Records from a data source
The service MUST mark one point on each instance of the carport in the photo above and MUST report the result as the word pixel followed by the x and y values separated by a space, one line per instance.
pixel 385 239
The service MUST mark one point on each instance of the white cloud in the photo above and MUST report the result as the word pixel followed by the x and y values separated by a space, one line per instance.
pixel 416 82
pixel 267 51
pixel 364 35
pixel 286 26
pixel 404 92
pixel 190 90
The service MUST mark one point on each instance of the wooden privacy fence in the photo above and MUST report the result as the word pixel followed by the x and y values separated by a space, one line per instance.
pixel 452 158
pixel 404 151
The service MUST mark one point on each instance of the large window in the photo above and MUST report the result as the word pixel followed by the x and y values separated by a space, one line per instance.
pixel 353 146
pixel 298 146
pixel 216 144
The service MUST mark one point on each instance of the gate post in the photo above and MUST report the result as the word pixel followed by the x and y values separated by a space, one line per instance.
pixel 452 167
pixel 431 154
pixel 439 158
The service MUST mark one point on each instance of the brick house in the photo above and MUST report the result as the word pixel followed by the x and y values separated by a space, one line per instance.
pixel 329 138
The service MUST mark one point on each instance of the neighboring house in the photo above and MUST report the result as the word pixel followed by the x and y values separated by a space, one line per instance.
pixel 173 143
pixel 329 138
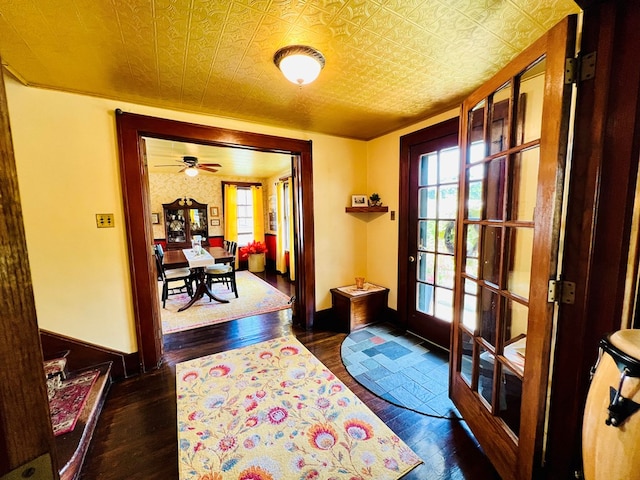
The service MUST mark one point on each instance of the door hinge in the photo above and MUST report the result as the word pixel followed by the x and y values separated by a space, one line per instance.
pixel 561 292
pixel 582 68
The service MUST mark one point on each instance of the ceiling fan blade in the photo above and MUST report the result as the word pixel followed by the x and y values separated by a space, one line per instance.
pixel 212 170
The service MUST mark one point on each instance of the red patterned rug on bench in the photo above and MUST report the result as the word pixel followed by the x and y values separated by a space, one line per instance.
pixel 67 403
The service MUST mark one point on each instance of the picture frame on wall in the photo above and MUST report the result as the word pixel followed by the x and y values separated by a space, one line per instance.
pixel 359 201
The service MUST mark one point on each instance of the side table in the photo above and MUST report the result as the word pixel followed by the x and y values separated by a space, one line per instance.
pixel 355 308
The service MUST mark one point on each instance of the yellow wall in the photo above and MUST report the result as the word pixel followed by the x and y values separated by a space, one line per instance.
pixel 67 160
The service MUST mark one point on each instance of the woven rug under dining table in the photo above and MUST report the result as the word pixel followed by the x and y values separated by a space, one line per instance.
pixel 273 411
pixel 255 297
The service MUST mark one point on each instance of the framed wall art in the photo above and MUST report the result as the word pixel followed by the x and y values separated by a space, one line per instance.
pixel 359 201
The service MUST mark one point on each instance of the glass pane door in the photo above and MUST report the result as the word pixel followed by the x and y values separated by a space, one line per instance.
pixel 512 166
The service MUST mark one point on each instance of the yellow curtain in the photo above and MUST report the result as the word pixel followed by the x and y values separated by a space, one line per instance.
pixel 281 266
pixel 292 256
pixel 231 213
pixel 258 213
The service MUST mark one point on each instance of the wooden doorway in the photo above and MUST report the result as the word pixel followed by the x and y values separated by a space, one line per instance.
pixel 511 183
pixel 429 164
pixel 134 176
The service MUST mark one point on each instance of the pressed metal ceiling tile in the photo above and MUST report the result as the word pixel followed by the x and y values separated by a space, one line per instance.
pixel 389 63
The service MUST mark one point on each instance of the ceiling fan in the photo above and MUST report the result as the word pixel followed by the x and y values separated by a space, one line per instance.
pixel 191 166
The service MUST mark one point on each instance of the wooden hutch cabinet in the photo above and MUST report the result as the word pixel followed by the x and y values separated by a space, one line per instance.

YOUR INSTRUCTIONS
Type out the entries again without a single change, and leave the pictures out.

RESULT OF THE TASK
The service MUST mark one point on each instance of the carport in the photo above and MUST report the result as the word pixel followed by the x and y values separated by a space, one line per instance.
pixel 385 239
The service MUST mark one point on each instance of the white cloud in the photo above and MUST report the result as the word pixel followed by the x and y values separated by a space, one line per instance.
pixel 416 82
pixel 267 51
pixel 364 35
pixel 286 26
pixel 404 92
pixel 190 90
The service MUST mark one point on each instance of the wooden privacy fence in the photo above and MUST report the result as the word pixel followed by the x and y values separated by a space, one line per instance.
pixel 452 158
pixel 404 151
The service MUST mark one point on each instance of the large window in the photo above and MUST report the result as the word pixel followed by the x and y values separated by a space, one line per instance.
pixel 353 146
pixel 298 146
pixel 216 144
The service MUST mark one point on each instance of the gate post in the photo above and MUST report the result as the word pixel followed by the x and y values separated by a space, one line per instance.
pixel 452 167
pixel 431 154
pixel 439 158
The service MUST mark one point on each instance of the brick house in the photo above and MUST report the result as the word pixel followed by the x and y values separated by a space, one line per instance.
pixel 329 138
The service MUST mark one point on each instance of the neighboring house in the photo above and MUST report the result as the word pixel followed by the x and y values separated by a space, one line per instance.
pixel 173 143
pixel 329 138
The service MUST mark one point on each instance of the door hinge in the photo above and MUST report the result as the word pixel followed by the x and y values separated by a space, one line per instance.
pixel 561 292
pixel 582 68
The service MUST mark one point on each instance of the ceiling fan blade in the photo above and MUST report the result as the word pixel followed by the x and y values separated by a space, one line per instance.
pixel 212 170
The service MUST mark one point on each instance of the red patterned rug on bench in the photo above and MUST report the result as the word pixel followed by the x and y values separated by a space, one line per instance.
pixel 67 403
The service MUST mark one point on each instance of the picture frame on wall in the photo above and MUST report the result as the word pixel followed by the x and y values separated by a space, one line per instance.
pixel 359 201
The service MUST mark one point on each instance of the side table in the photo above and MUST report the result as the word pixel followed by the x and y values separated by a space, one line per instance.
pixel 355 308
The service MUST mark one point on each instance of the yellow wall in the photo above and MUST report the result as the word pixel followed by the x and y values separated by a space, one line per instance.
pixel 67 160
The service MUST mark one point on each instance of the woven rug under dining table in the photo above and MUST report the result as the word pixel followed by the x and y values separated by a space, one line per instance.
pixel 273 411
pixel 255 297
The service MUST mark one point on each instance of the framed wall art in the photo above and MUST report the result as the word pixel followed by the x and y values separated by a space, one line per instance.
pixel 359 201
The service MUST mark one point on each instance of the glass pane door in the photo above and MUST report the result as the word pixel followed by the x and y values separated by a space, one line per instance.
pixel 512 166
The service MUST mark one point on each instance of the yellow curtain in the photo above and MUST report the result as the word pixel followed by the x and y values separated by a space, one line per instance.
pixel 281 266
pixel 292 256
pixel 231 213
pixel 258 213
The service MUST mark one point on each instance of the wooden doorway in the photo above and MUST report the result as the word pixel followed by the x and y values separated by a space, one line per instance.
pixel 511 183
pixel 429 164
pixel 134 176
The service MUST mark one point on each instance of the pressed metal ceiling tile in the photo above and MUST report the result as the word pixel followed by the x and y values separated by a space, one line per instance.
pixel 389 63
The service MUST mark one point on each instance of the ceiling fan in the photo above and MUST report the result as the word pixel followed by the x and y values separated by a space, one line per instance.
pixel 191 166
The service MUST mark one point on each instance of the wooden hutch cabinet in the photo above and MUST report the result as the word pixel followed by the x and y values separated by a space, one line per instance.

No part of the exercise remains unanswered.